--- Tugas yang Dikerjakan ---
1. Kutiplah bagian teks cerita perjalanan mulai dari "di sepanjang tikungan, banyak" sampai dengan "dipending BANG JO.".
2. Menurut pesan kakak dalam teks cerita perjalanan, di mana kunci motor berada?
3. Tentukan apakah setiap pernyataan berikut sesuai dengan teks cerita perjalanan. Jawablah ya atau tidak, disertai kutipan kata-kata penentunya dari teks. (a) Motor diletakkan di depan masjid. (b) Perjalanan sempat tertahan di perempatan Dr. Oen. (c) Bang Jo berkomunikasi dengan lima bahasa isyarat.

--- Teks yang Disediakan ---
┄┄┄┄┄┄┄┄┄┄
Pukul 13:00 wib. Aku menghela napas panjang untuk meredam letupan-letupan kecil haiku. Ku tunggu kakak di setiap menit merangkak siang-sore. Terik matahari tak menyurutkan niatku berangkat menuju materi pelatihan. penantianku berakhir tepat pukul 13: 15 dengan sebuah PM dari kakak,
Berangkat sendiri ja, Q dah di PKU. motor di depan masjid. kunci ada di batok helm.
Positif kali ini aku tak diantar pak ojek, kakakku ((^_^)). tanpa menunda lagi, aku langsung ke TKP (tempat kunci persembunyian). Pada menit sebelum 'starter', ada saja hal-hal yang mengharuskanku bolak-balik keluar masuk rumah hanya disebabkan lupa thethek bengek. berulang kali terjadi, hingga aku capek sendiri. Tiba-tiba perasaanku tak tenang dan gelisah. aku gemetaran. usai adegan bolak-balik, motor pun perlahan merayap pasti.
di sepanjang tikungan, banyak terjadi kejutan. banyak hal yang mendebarkan. Aku mencoba menyuplai energi tubuhku untuk memotivasi jiwa agar tenang dan nyaman. Sayang, semakin jauh aku meninggalkan 'tanah air', batinku semakin menyalak dan meronta. Ada apa denganku?
berbagai wirit dan do'a aku lancarkan. semua baik-baik saja hingga di perempatan Dr. Oen, kandang sapi. Menit berharga yang ku kejar terpaksa dipending BANG JO.
Bang Jo sosok idealis nan disiplin. cool abis. tak banyak cingcong, hanya dengan tiga bahasa isyarat dalam berkomunikasi. bahasa merah, kuning dan hijau. merah ku artikan marah bagi siapapun yang ngotot ingin meneruskan perjalanan. kuning itu artinya pesan sayang agar berhati-hati dalam berkendaraan, sering aku bergumam "atos-atos, Nduk," begitu warna kuning menyala. Adapun hijau, artinya welcome atau silakan ((~_~)). sesungging senyum hijau terlintas di benakku, seolah senyuman itu benar-benar nyata.
Namun, tampaknya kedisiplinan benar-benar mengerak di jiwa bang jo. tak sedikitpun dia merelakan barang sedetikpun kortingan waktu. Aku melengos konyol, bang jo pun tersenyum. (gimna coba senyumnya?). warna hijau menyala, aku boleh melaju ke babak selanjutnya.
┄┄┄┄┄┄┄┄┄┄
--- Data Hasil Ekstraksi ---

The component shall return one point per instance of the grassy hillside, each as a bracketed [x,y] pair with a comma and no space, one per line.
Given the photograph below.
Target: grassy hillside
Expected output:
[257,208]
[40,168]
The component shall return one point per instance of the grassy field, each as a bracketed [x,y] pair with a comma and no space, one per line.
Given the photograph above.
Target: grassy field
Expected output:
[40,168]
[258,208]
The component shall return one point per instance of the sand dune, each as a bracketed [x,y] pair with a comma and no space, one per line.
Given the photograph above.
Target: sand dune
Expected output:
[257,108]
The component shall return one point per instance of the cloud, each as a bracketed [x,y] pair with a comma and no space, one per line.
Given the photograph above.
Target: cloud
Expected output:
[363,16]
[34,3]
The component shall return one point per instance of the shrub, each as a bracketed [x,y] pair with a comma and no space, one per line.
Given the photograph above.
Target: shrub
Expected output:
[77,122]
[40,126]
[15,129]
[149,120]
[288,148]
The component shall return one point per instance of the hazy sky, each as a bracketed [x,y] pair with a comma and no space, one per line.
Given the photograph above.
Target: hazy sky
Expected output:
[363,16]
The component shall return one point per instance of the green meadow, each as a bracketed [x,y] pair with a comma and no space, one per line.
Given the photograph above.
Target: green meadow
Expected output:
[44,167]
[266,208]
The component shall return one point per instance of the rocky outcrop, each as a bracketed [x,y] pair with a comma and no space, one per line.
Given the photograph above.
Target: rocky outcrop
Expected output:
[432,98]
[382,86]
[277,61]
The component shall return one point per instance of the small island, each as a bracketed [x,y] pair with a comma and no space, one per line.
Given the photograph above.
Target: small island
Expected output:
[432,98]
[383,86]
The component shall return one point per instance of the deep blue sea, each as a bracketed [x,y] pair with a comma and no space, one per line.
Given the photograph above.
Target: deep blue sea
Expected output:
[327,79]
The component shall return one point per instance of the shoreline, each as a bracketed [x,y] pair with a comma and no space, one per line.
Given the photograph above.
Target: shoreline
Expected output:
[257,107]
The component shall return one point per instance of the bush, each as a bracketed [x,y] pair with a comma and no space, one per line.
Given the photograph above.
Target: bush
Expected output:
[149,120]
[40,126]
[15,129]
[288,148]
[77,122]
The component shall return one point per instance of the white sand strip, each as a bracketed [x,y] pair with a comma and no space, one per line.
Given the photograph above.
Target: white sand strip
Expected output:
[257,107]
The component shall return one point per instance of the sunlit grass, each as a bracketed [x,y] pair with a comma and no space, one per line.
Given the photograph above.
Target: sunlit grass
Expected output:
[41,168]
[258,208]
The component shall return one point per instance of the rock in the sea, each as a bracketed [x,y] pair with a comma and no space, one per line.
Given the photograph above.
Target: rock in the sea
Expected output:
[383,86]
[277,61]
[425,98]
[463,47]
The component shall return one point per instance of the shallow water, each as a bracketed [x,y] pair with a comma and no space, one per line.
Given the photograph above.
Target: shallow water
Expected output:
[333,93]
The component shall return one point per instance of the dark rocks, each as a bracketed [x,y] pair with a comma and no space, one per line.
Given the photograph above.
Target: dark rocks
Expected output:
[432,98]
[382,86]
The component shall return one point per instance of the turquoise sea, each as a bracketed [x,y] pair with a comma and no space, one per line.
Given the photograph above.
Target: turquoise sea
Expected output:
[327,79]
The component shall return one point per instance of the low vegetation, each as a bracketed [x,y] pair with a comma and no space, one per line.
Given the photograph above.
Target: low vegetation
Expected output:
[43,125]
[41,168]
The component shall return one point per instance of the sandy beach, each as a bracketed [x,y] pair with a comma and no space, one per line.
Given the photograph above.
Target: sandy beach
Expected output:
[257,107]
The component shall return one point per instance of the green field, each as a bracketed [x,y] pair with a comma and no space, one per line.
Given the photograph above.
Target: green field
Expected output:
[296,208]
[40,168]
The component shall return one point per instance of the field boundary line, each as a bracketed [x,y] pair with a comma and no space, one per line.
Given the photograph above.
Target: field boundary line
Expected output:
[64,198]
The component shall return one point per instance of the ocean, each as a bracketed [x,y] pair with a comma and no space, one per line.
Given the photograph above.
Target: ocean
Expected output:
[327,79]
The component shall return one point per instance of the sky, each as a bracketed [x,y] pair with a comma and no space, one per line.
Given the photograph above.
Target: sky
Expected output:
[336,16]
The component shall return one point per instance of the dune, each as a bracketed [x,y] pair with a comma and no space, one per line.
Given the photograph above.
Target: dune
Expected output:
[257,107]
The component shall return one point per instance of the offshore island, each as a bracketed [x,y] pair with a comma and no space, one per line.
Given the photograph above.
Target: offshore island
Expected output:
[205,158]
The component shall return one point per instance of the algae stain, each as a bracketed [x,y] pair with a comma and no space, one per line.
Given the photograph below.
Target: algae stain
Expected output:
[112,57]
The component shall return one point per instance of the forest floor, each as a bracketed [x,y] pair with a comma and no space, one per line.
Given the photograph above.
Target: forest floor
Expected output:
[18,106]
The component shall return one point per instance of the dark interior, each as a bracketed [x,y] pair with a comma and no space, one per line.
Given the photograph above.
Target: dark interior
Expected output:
┄┄┄┄┄┄┄┄┄┄
--- Soal dan Jawaban ---
1.
di sepanjang tikungan, banyak terjadi kejutan. banyak hal yang mendebarkan. Aku mencoba menyuplai energi tubuhku untuk memotivasi jiwa agar tenang dan nyaman. Sayang, semakin jauh aku meninggalkan 'tanah air', batinku semakin menyalak dan meronta. Ada apa denganku?
berbagai wirit dan do'a aku lancarkan. semua baik-baik saja hingga di perempatan Dr. Oen, kandang sapi. Menit berharga yang ku kejar terpaksa dipending BANG JO.

2. Kunci motor ada di batok helm.

3.
(a) Ya: "motor di depan masjid."
(b) Ya: "semua baik-baik saja hingga di perempatan Dr. Oen, kandang sapi. Menit berharga yang ku kejar terpaksa dipending BANG JO."
(c) Tidak: "hanya dengan tiga bahasa isyarat dalam berkomunikasi."